Task to complete
Copy the stretch of the entries below from the line that contains "Where can you spot the blue" through the line that contains "column 8, row 27", with both of those lines included.

begin Working data

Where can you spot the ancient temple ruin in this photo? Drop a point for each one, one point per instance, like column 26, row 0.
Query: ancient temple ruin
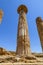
column 23, row 42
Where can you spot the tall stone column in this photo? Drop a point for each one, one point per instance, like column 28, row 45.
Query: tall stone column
column 39, row 23
column 23, row 42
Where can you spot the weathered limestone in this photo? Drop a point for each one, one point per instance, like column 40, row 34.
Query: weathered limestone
column 39, row 23
column 23, row 42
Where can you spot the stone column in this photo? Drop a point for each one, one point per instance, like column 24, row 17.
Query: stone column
column 39, row 23
column 23, row 44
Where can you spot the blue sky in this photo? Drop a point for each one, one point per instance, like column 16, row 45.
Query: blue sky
column 8, row 27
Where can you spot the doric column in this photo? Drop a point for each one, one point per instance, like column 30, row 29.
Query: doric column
column 23, row 44
column 39, row 23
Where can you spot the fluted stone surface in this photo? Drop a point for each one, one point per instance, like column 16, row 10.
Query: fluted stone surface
column 23, row 42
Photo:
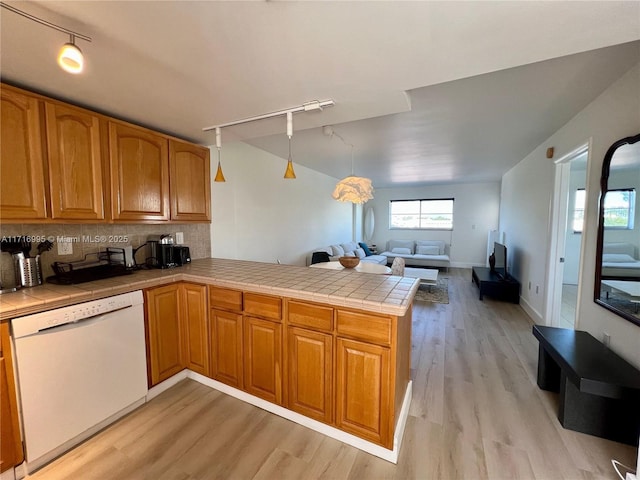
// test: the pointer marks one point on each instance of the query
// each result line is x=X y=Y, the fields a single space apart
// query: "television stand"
x=490 y=283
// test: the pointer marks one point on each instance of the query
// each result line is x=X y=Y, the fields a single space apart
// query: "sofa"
x=349 y=249
x=419 y=253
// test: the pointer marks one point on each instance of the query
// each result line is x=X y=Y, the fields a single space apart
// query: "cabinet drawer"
x=264 y=306
x=364 y=326
x=309 y=315
x=225 y=298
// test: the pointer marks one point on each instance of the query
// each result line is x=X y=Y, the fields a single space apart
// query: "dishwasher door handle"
x=75 y=323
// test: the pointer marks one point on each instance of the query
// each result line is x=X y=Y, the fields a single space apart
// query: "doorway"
x=566 y=238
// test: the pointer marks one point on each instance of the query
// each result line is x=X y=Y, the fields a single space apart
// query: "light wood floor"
x=476 y=414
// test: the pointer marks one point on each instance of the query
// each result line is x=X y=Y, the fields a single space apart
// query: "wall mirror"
x=617 y=286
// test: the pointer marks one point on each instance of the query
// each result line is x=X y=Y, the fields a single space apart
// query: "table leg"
x=548 y=371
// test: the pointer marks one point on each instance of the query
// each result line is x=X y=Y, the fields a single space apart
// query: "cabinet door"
x=196 y=327
x=363 y=391
x=164 y=335
x=139 y=173
x=226 y=348
x=263 y=359
x=190 y=182
x=22 y=181
x=10 y=444
x=75 y=163
x=310 y=373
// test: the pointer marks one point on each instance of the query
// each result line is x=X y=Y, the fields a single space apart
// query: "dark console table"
x=599 y=391
x=495 y=286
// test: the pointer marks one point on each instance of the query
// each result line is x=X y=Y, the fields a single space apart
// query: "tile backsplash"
x=92 y=238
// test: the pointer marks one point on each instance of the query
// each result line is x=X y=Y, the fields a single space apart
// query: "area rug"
x=433 y=293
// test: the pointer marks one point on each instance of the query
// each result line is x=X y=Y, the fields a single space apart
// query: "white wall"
x=475 y=212
x=525 y=206
x=258 y=215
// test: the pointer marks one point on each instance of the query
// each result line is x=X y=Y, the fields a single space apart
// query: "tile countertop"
x=375 y=293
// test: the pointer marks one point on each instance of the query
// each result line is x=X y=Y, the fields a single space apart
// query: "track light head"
x=70 y=57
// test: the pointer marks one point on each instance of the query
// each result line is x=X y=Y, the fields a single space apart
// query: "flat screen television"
x=500 y=254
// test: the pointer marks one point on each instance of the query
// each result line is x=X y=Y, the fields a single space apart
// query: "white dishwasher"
x=79 y=368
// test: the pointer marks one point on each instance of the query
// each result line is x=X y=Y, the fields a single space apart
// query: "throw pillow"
x=427 y=250
x=365 y=247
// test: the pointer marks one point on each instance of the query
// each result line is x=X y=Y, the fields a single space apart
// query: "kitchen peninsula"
x=327 y=349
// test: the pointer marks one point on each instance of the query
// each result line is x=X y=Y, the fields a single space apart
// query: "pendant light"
x=289 y=173
x=350 y=189
x=219 y=175
x=70 y=57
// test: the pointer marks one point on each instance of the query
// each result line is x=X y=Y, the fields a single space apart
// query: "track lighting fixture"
x=314 y=105
x=70 y=57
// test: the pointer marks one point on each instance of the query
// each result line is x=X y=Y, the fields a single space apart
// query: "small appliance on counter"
x=94 y=266
x=27 y=268
x=182 y=254
x=162 y=251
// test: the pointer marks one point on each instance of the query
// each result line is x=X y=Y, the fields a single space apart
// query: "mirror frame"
x=604 y=184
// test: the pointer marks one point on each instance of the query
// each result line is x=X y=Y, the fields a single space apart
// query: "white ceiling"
x=427 y=92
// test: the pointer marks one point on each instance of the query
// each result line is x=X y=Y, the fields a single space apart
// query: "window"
x=619 y=209
x=434 y=214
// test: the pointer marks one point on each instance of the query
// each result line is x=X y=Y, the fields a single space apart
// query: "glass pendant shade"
x=219 y=175
x=289 y=173
x=353 y=189
x=70 y=58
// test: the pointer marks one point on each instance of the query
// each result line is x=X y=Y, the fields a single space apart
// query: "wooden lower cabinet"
x=165 y=343
x=263 y=359
x=310 y=367
x=226 y=347
x=343 y=367
x=11 y=453
x=195 y=327
x=363 y=391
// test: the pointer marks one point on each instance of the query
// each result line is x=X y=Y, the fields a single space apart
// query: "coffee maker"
x=162 y=251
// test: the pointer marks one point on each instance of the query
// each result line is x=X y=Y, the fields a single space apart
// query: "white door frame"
x=559 y=214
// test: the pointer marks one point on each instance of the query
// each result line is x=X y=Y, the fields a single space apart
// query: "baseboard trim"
x=532 y=312
x=359 y=443
x=167 y=384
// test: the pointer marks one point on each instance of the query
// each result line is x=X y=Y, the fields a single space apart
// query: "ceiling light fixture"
x=289 y=173
x=350 y=189
x=219 y=175
x=70 y=57
x=314 y=105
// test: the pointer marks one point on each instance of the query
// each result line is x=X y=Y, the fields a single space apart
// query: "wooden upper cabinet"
x=139 y=162
x=22 y=181
x=190 y=182
x=75 y=163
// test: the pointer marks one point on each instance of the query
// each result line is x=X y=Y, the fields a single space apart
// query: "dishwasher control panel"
x=31 y=324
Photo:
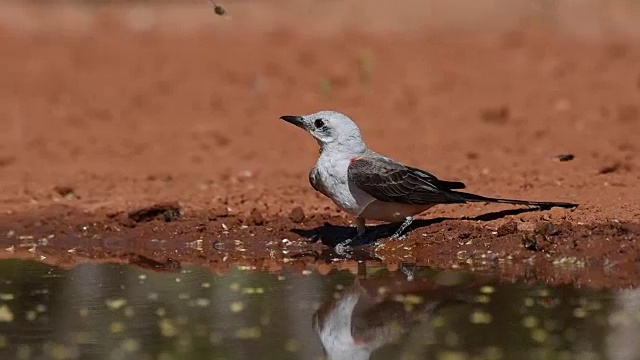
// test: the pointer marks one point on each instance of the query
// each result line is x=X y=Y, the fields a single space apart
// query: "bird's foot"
x=398 y=236
x=344 y=248
x=409 y=273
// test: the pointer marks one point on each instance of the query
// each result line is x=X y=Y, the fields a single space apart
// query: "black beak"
x=295 y=120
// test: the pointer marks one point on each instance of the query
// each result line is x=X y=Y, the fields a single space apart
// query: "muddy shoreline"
x=595 y=255
x=129 y=136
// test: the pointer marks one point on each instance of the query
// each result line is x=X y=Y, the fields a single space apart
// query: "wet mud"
x=161 y=148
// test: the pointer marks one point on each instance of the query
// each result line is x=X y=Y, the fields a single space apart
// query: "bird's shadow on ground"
x=331 y=235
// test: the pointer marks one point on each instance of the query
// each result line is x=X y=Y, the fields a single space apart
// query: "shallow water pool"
x=110 y=311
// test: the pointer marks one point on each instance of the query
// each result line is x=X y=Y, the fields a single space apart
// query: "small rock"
x=564 y=157
x=256 y=217
x=529 y=242
x=66 y=192
x=167 y=211
x=297 y=215
x=219 y=212
x=558 y=213
x=498 y=115
x=507 y=229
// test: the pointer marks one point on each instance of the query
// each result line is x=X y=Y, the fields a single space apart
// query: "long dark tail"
x=540 y=204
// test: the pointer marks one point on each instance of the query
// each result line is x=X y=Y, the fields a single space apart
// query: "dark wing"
x=389 y=181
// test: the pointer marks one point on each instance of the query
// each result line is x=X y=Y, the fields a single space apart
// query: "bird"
x=371 y=186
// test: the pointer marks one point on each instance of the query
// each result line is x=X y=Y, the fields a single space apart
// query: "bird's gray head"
x=331 y=129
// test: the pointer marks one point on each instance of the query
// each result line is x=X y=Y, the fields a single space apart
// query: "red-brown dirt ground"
x=103 y=121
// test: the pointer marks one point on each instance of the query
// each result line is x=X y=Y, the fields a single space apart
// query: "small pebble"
x=297 y=215
x=256 y=217
x=507 y=229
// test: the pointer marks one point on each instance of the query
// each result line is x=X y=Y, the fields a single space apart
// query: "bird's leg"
x=398 y=234
x=360 y=227
x=342 y=247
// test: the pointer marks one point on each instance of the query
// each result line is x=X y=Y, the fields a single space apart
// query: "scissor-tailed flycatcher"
x=370 y=186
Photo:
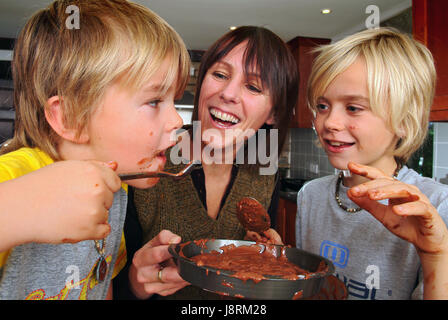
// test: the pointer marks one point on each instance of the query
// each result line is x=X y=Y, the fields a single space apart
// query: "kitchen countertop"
x=289 y=188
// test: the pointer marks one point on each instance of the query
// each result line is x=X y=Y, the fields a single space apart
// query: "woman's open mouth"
x=223 y=119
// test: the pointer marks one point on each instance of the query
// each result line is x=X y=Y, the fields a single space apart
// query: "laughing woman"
x=247 y=81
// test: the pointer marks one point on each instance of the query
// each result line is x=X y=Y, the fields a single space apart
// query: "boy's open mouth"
x=223 y=118
x=338 y=145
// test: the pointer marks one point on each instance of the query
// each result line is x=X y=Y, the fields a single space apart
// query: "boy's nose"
x=174 y=121
x=334 y=121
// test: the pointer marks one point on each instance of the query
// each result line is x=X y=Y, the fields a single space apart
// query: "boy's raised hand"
x=67 y=201
x=409 y=214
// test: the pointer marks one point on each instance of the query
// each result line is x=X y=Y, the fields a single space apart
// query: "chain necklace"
x=338 y=199
x=101 y=265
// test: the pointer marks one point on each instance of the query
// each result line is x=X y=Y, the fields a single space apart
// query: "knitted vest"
x=176 y=206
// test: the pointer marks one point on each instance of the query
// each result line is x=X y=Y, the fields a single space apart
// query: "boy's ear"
x=271 y=119
x=55 y=117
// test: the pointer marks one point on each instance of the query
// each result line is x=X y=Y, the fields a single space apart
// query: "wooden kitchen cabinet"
x=286 y=221
x=430 y=27
x=301 y=48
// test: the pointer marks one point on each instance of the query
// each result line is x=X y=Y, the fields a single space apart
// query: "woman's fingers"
x=156 y=250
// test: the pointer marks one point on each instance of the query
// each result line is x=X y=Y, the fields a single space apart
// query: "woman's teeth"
x=338 y=144
x=224 y=116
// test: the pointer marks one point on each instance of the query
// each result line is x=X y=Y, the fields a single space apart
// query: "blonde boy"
x=90 y=103
x=371 y=94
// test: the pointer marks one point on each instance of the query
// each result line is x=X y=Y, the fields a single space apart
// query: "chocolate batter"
x=249 y=263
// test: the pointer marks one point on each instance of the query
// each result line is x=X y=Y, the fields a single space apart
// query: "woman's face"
x=232 y=103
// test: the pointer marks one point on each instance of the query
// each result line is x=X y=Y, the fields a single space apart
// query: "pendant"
x=101 y=269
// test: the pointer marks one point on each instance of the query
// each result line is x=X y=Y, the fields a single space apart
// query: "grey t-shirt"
x=373 y=263
x=63 y=271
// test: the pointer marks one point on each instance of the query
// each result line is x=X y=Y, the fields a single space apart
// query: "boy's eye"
x=353 y=109
x=321 y=107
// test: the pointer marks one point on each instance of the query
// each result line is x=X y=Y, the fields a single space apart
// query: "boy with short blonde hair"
x=90 y=103
x=371 y=95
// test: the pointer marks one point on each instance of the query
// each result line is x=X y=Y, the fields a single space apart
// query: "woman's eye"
x=219 y=75
x=154 y=103
x=254 y=88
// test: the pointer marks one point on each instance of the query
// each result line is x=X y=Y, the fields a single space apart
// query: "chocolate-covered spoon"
x=252 y=215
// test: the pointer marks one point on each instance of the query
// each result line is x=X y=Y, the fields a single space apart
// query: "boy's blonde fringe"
x=117 y=41
x=401 y=80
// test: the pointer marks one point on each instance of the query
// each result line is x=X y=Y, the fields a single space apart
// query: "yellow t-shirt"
x=26 y=160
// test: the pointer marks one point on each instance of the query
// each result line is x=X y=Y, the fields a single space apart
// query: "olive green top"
x=175 y=205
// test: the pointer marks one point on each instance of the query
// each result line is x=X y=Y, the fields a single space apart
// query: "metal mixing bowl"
x=222 y=282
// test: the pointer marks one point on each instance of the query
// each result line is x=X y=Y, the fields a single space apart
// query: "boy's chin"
x=339 y=164
x=143 y=183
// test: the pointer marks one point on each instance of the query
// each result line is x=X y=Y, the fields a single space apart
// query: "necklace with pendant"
x=338 y=199
x=101 y=265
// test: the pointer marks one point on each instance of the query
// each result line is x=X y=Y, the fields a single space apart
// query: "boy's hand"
x=409 y=214
x=67 y=201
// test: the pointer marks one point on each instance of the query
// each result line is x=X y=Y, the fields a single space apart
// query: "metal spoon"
x=194 y=164
x=252 y=215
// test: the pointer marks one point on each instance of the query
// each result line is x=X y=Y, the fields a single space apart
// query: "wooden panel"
x=301 y=48
x=286 y=221
x=430 y=27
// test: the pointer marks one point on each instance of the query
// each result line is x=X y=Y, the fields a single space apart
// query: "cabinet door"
x=430 y=27
x=301 y=48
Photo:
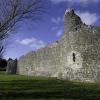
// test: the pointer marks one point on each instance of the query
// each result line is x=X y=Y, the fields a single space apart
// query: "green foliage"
x=18 y=87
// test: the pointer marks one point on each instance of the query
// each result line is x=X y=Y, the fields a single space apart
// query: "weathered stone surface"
x=75 y=57
x=11 y=66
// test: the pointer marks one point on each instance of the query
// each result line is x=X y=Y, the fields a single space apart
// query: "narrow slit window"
x=74 y=57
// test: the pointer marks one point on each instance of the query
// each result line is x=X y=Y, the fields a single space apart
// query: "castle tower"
x=71 y=20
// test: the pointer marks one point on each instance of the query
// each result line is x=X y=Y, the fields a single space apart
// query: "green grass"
x=17 y=87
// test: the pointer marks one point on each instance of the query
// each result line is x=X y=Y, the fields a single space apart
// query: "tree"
x=14 y=11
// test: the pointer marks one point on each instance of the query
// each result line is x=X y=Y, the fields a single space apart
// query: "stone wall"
x=76 y=56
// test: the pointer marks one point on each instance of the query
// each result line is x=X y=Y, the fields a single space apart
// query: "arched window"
x=74 y=57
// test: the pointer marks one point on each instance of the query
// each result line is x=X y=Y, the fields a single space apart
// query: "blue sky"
x=32 y=36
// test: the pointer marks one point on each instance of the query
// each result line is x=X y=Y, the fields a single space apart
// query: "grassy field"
x=16 y=87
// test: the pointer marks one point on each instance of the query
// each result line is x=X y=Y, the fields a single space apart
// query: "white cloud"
x=75 y=1
x=88 y=18
x=32 y=42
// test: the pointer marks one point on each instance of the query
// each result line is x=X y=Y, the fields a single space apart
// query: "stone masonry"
x=76 y=56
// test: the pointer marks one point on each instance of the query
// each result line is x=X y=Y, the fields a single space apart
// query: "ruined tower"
x=75 y=57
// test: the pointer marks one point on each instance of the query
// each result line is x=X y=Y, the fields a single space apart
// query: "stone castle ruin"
x=76 y=56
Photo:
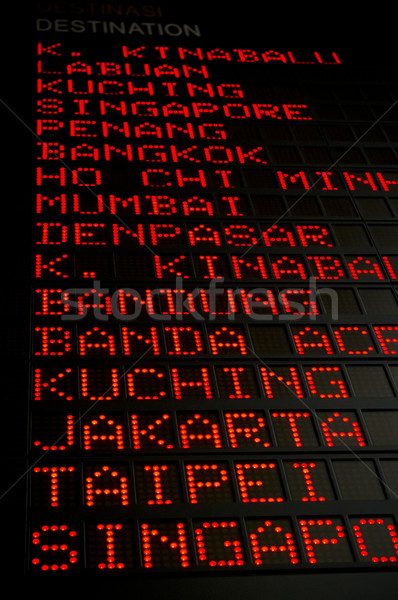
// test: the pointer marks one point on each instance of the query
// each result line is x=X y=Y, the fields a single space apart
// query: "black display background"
x=365 y=39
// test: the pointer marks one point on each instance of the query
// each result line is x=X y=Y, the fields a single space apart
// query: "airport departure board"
x=213 y=309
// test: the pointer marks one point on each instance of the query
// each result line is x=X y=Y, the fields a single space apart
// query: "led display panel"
x=212 y=304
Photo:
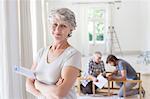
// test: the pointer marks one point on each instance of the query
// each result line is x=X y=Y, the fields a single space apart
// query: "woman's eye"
x=55 y=24
x=63 y=26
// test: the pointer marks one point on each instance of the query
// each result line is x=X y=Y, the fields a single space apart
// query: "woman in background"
x=95 y=68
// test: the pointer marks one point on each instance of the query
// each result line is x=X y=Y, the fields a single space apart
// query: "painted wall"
x=131 y=23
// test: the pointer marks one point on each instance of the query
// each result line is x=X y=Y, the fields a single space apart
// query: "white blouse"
x=49 y=73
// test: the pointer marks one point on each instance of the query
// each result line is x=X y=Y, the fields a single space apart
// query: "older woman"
x=58 y=65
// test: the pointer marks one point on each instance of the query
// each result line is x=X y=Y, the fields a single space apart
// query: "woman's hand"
x=60 y=81
x=110 y=77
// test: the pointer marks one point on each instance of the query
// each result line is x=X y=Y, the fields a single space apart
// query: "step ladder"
x=114 y=45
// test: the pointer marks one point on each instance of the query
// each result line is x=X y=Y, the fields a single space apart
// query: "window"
x=96 y=25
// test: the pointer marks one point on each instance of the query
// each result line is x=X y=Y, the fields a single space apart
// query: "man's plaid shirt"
x=93 y=69
x=96 y=68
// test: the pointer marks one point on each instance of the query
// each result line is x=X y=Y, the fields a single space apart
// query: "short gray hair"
x=98 y=52
x=65 y=14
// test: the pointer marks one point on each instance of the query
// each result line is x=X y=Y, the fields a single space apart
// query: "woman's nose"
x=57 y=28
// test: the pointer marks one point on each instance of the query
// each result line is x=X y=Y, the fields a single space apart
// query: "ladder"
x=114 y=45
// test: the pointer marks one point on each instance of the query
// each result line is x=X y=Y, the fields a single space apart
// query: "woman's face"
x=97 y=58
x=59 y=29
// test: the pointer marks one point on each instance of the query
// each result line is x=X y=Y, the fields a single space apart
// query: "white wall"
x=131 y=23
x=145 y=23
x=127 y=25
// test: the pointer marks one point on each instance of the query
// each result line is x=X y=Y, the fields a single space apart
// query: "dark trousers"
x=88 y=88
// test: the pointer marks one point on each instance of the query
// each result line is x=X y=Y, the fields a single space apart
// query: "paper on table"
x=101 y=81
x=24 y=71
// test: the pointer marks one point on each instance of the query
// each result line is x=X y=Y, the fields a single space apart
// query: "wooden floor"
x=142 y=68
x=146 y=84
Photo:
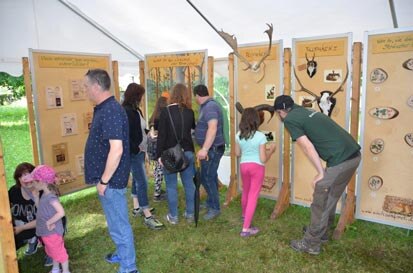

end Working data

Solution to the exercise
Where can you spot the blue sky in this photo? Drop a point for each one, one point per instance, like column 16, row 45.
Query: blue sky
column 8, row 27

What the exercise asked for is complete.